During my tenure as Program Director of Yoga Ed. at The Accelerated School (TAS) in Los Angeles, I wrote and implemented a professional development training called: Tools for Teachers. Based on our initial success at TAS and the Los Angeles Unified School District (LAUSD) Intern Program , we received a 3-year PEP Grant to train other classroom and PE teachers in using yoga tools in their classrooms with kids.
I am very excited to finally be sharing the results of this research study. Highlights are below and the entire assessment, written by Dr. David Chen of Cal State Fullerton with assistance from Linda Pauwels, can be found here: Benefits of Incorporating Yoga into Classroom Teaching: Assessment of the Effects of “Yoga Tools for Teachers” by David Chen & Linda Pauwels
With rising health issues among children and adolescents such as obesity and diabetes, getting physically active is ever more important. Yoga as an ancient system of exercise has a great potential to teach children to be mindful and improve their total well-being. The purpose of this study was to examine the perceived benefits of incorporating yoga-based activities into classroom teaching as a result of implementing the Yoga Ed. Tools for Teachers program.
One hundred and three physical education and classroom teachers were trained by certified Yoga Ed instructors for two days. They implemented the yoga-based activities 5-15 minutes daily for a year. At the completion of this period, questionnaires from 550 parents and 661 students were submitted and analyzed. Triangulation of data provided solid evidence suggesting that yoga-based activities produced perceived benefits in:
- mental well-being
- social well-being
- physical well-being
- daily behaviors
The results from this study indicate that simple yoga practices improved emotional health by improving self-confidence, joy, and self-esteem. These emotional indicators suggest that students who practice yoga often feel less stress and more resilient. This finding also confirms previous studies suggesting the benefits of yoga in reducing anxiety and enhancing positive affect (e.g., Gloeckner & Stück, 2005; Platania-Solazzo et al., 1992). Considering the stress children and adolescents are faced with at school on a daily basis (Kottler & Chen, 2011), yoga can serve as an effective remedy for reducing negative affect and distress.
The current study also suggests that yoga practices contribute to improved physical well-being and can offer early preventative measures for growing health issues such as obesity, diabetes and heart disease. Data from three sources support the claim that yoga practice facilitated knowledge of human body, eating awareness, and body posture.
The meaning of the study is wide spread for three main reasons:
1) Teachers with minimum training in yoga can produce large, positive effects on students.
2) Students who get support from parents can produce positive changes in their lives.
3) It is important to have a structure and activities in which students are exposed to and can practice a healthy way of living.

** Supplied information **
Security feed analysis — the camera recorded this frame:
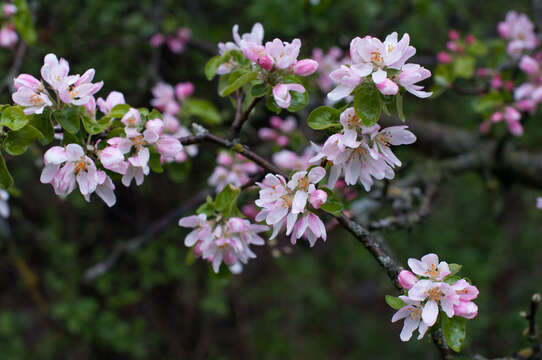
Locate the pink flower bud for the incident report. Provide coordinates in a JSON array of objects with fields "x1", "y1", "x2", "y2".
[
  {"x1": 376, "y1": 78, "x2": 399, "y2": 95},
  {"x1": 309, "y1": 190, "x2": 327, "y2": 209},
  {"x1": 277, "y1": 135, "x2": 290, "y2": 146},
  {"x1": 216, "y1": 152, "x2": 233, "y2": 166},
  {"x1": 489, "y1": 112, "x2": 504, "y2": 123},
  {"x1": 397, "y1": 270, "x2": 418, "y2": 290},
  {"x1": 448, "y1": 29, "x2": 459, "y2": 41},
  {"x1": 175, "y1": 82, "x2": 194, "y2": 101},
  {"x1": 294, "y1": 59, "x2": 318, "y2": 76},
  {"x1": 454, "y1": 301, "x2": 478, "y2": 319},
  {"x1": 437, "y1": 51, "x2": 452, "y2": 64},
  {"x1": 519, "y1": 55, "x2": 540, "y2": 75},
  {"x1": 150, "y1": 34, "x2": 166, "y2": 47},
  {"x1": 258, "y1": 55, "x2": 273, "y2": 71}
]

** Exercise 1 **
Reproduce the yoga study write-up between "The current study" and "in their lives.", inclusive.
** Exercise 2 **
According to the yoga study write-up, for how many minutes a day and over what period did the trained teachers carry out the yoga-based activities?
** Exercise 3 **
List every area in which the yoga study write-up says yoga-based activities produced perceived benefits.

** Problem solution 1 **
The current study also suggests that yoga practices contribute to improved physical well-being and can offer early preventative measures for growing health issues such as obesity, diabetes and heart disease. Data from three sources support the claim that yoga practice facilitated knowledge of human body, eating awareness, and body posture.
The meaning of the study is wide spread for three main reasons:
1) Teachers with minimum training in yoga can produce large, positive effects on students.
2) Students who get support from parents can produce positive changes in their lives.

** Problem solution 2 **
5-15 minutes daily for a year.

** Problem solution 3 **
- mental well-being
- social well-being
- physical well-being
- daily behaviors